(Pointing records)
_____
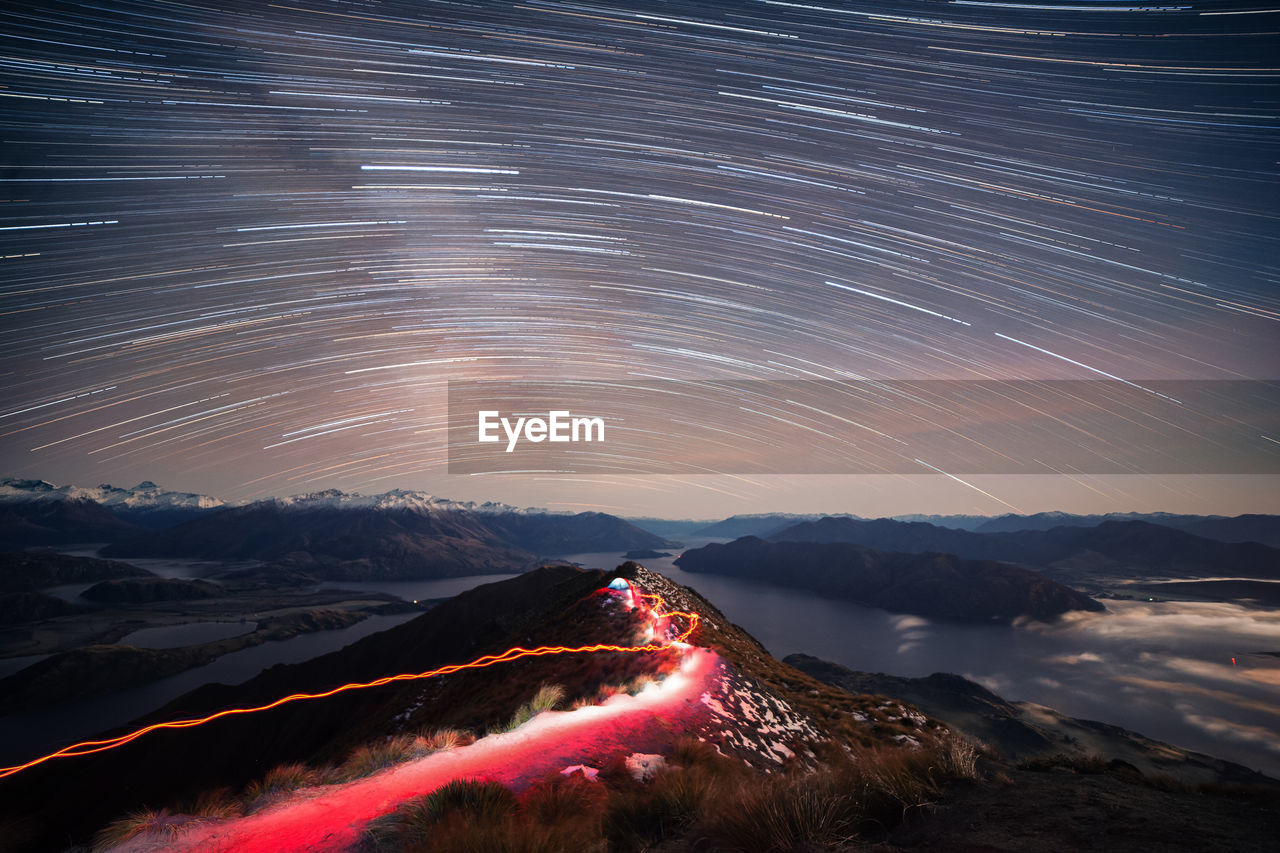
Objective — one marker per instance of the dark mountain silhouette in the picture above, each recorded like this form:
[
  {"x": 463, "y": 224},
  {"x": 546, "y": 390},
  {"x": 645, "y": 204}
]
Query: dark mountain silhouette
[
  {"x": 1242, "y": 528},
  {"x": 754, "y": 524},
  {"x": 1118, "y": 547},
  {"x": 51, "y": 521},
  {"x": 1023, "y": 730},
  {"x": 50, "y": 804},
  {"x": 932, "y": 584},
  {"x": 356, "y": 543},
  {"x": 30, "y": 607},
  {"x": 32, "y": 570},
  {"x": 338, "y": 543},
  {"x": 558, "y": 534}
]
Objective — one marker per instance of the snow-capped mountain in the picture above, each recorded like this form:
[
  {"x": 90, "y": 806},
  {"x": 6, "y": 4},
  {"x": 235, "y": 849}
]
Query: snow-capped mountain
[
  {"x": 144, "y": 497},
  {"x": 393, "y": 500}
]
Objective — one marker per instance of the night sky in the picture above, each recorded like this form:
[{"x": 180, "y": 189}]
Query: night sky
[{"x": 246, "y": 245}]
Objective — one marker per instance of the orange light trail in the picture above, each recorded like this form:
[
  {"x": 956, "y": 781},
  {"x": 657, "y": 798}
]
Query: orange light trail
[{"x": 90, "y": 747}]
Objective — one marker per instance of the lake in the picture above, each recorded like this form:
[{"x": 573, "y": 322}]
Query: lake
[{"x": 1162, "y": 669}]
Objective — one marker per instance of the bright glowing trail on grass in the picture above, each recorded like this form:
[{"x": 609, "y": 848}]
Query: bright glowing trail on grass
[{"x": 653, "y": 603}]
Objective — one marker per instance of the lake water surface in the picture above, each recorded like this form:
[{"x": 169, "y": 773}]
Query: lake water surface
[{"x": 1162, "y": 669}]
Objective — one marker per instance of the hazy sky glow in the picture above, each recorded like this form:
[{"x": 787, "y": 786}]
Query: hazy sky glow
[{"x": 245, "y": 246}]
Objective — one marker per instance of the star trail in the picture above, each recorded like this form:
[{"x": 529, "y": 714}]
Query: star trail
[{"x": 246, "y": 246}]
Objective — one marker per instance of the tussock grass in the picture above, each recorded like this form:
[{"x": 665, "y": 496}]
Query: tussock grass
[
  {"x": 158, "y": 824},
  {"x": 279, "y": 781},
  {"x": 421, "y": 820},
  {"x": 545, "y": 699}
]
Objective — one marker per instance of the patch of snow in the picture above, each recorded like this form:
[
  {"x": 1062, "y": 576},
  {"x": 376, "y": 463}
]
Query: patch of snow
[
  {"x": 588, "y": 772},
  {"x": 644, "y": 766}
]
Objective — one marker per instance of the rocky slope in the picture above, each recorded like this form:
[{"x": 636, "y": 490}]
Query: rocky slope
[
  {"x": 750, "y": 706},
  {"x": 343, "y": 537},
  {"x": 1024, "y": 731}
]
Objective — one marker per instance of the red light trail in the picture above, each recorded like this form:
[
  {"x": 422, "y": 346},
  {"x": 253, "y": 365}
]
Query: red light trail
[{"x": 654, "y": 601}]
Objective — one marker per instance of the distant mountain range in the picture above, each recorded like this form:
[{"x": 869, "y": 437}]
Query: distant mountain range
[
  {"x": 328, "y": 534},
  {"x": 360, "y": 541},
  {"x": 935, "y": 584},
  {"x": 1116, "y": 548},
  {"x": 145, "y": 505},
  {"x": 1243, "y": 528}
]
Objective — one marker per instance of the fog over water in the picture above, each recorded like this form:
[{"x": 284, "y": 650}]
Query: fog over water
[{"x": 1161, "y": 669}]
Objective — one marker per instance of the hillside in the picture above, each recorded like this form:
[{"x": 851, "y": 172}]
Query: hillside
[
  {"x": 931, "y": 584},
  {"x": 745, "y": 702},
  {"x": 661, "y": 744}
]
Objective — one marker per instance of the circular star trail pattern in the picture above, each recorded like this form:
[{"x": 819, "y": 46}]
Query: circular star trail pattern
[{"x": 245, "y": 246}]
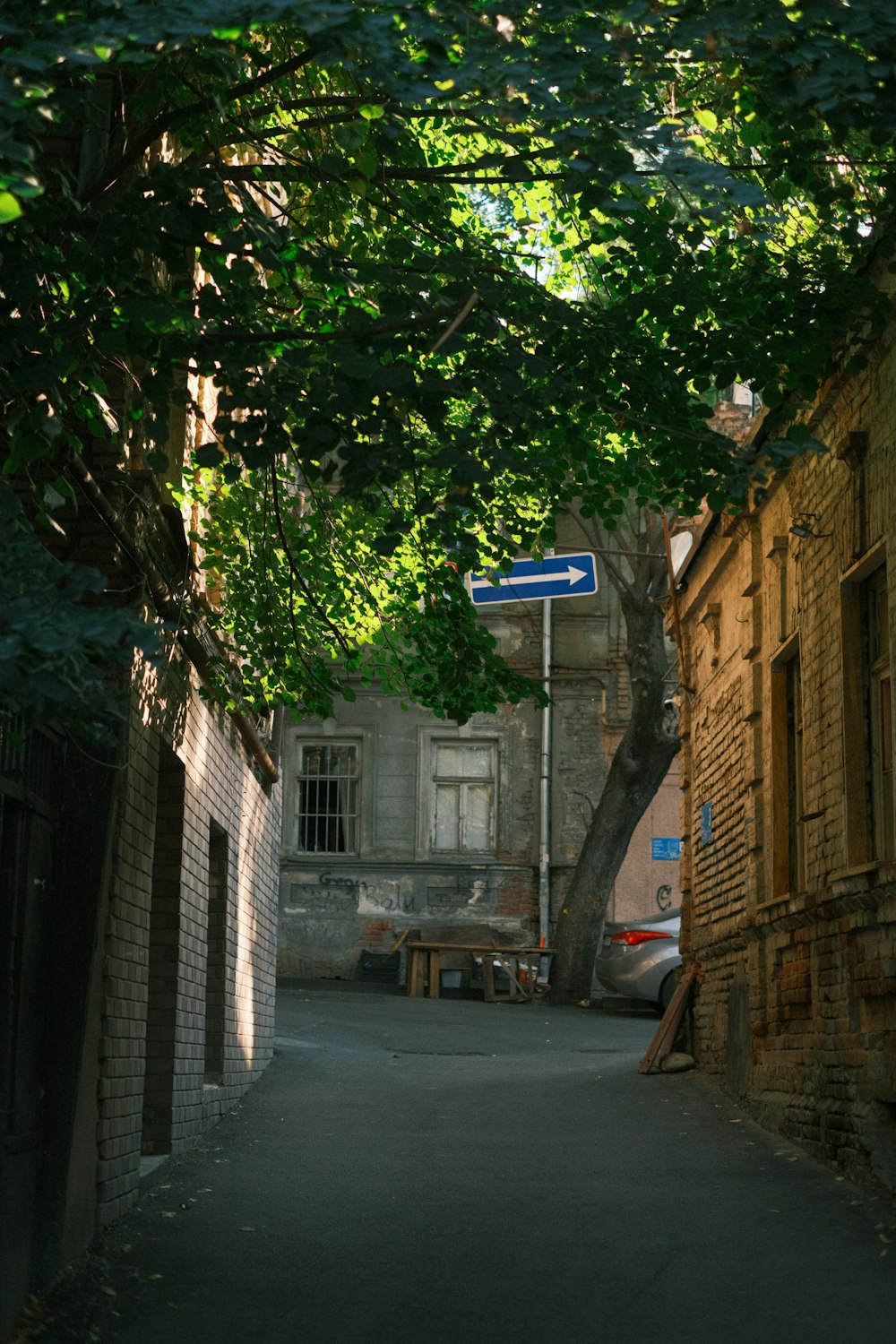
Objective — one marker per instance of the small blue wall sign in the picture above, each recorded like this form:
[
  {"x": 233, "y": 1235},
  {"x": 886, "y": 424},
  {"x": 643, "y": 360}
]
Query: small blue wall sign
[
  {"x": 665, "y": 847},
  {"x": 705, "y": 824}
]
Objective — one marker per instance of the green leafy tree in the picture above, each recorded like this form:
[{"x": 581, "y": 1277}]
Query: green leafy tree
_____
● **TASK**:
Exclude the pictures and repeat every other part of the records word for word.

● **RESPONSE TO THE EXERCISE**:
Objective — one marker per instance of the dark mountain silhouette in the picture above, each recorded like this form:
[
  {"x": 463, "y": 224},
  {"x": 546, "y": 390},
  {"x": 645, "y": 204}
]
Query: dark mountain silhouette
[
  {"x": 1242, "y": 528},
  {"x": 754, "y": 524},
  {"x": 1118, "y": 547},
  {"x": 51, "y": 521},
  {"x": 1023, "y": 730},
  {"x": 50, "y": 804},
  {"x": 932, "y": 584},
  {"x": 356, "y": 543},
  {"x": 30, "y": 607},
  {"x": 32, "y": 570},
  {"x": 338, "y": 543},
  {"x": 558, "y": 534}
]
Objective — one marker per instance of the snow-capped mountain in the picture above, each recorded like this form:
[
  {"x": 90, "y": 806},
  {"x": 6, "y": 4},
  {"x": 235, "y": 849}
]
Query: snow-capped mountain
[
  {"x": 144, "y": 497},
  {"x": 393, "y": 500}
]
Objective — one marker per instance of the night sky in the picture above, each recorded like this form:
[{"x": 180, "y": 189}]
Query: night sky
[{"x": 246, "y": 245}]
Objective — one marker per instance of the orange light trail in the picture above, each recorded like this form:
[
  {"x": 956, "y": 781},
  {"x": 657, "y": 798}
]
Query: orange light trail
[{"x": 90, "y": 747}]
Objective — one marker per instance of the lake in the picture above, each recorded like this form:
[{"x": 573, "y": 322}]
Query: lake
[{"x": 1162, "y": 669}]
Objective — one marker per instance of the bright glowing trail on grass in the picture above, each recorded like this form:
[{"x": 609, "y": 848}]
Query: bright glowing trail on grass
[{"x": 653, "y": 603}]
Objective — one marker per instance of the lake water surface in the picture above, each recorded like this form:
[{"x": 169, "y": 773}]
Query: lake water surface
[{"x": 1162, "y": 669}]
Objective — one marker per instance of the hazy sky glow in the picture above, each recorded like this form:
[{"x": 787, "y": 786}]
Query: hazy sky glow
[{"x": 245, "y": 246}]
Objective — one marker per instance of the star trail in the picture above, each recorded like this form:
[{"x": 529, "y": 714}]
Query: star trail
[{"x": 246, "y": 246}]
Objective — one marker per instance of the tussock grass in the picture above, each recorded like this form:
[{"x": 665, "y": 496}]
Query: tussock grass
[
  {"x": 158, "y": 824},
  {"x": 279, "y": 781},
  {"x": 421, "y": 820},
  {"x": 545, "y": 699}
]
Objective — one marker per instance of the patch of snow in the picture above, each recorded like this form:
[
  {"x": 1062, "y": 576},
  {"x": 376, "y": 463}
]
Query: patch of snow
[
  {"x": 588, "y": 772},
  {"x": 644, "y": 766}
]
Objective — one marker per instance of the rocky slope in the picture above, each recorded like this form:
[{"x": 636, "y": 490}]
Query: rocky slope
[
  {"x": 750, "y": 706},
  {"x": 343, "y": 537},
  {"x": 1024, "y": 731}
]
Objective — one marker per instance of the red light trail in the picture above, each recorded like this form:
[
  {"x": 422, "y": 346},
  {"x": 253, "y": 365}
]
Query: red light trail
[{"x": 654, "y": 601}]
Objective — one marker per instance of the distant mountain range in the picture above, each recorded like this form:
[{"x": 869, "y": 437}]
Query: distant mountain range
[
  {"x": 328, "y": 534},
  {"x": 360, "y": 541},
  {"x": 935, "y": 584},
  {"x": 1116, "y": 548},
  {"x": 145, "y": 505},
  {"x": 1243, "y": 528}
]
Objective — one marker per instance of the fog over water in the picture above, each recorded like this form:
[{"x": 284, "y": 650}]
Query: fog over water
[{"x": 1161, "y": 669}]
Objective — one marker per instance of the hillside in the picture above, each recorded like this form:
[{"x": 851, "y": 172}]
Query: hillside
[
  {"x": 931, "y": 584},
  {"x": 745, "y": 702},
  {"x": 661, "y": 744}
]
Objective — one marker per instance of the circular star trail pattern in the picture above, each recorded like this form:
[{"x": 819, "y": 46}]
Query: circular star trail pattern
[{"x": 245, "y": 246}]
Objective — one marker per instance of the small blue wall sign in the picture above, each recorded like this form:
[
  {"x": 233, "y": 1235},
  {"x": 886, "y": 424},
  {"x": 643, "y": 360}
]
Query: small blue wall sign
[
  {"x": 665, "y": 847},
  {"x": 705, "y": 824}
]
Objective — one marker per instance of the green leafy tree in the picture above, each recorded like this form:
[{"x": 581, "y": 1277}]
Query: green leafy tree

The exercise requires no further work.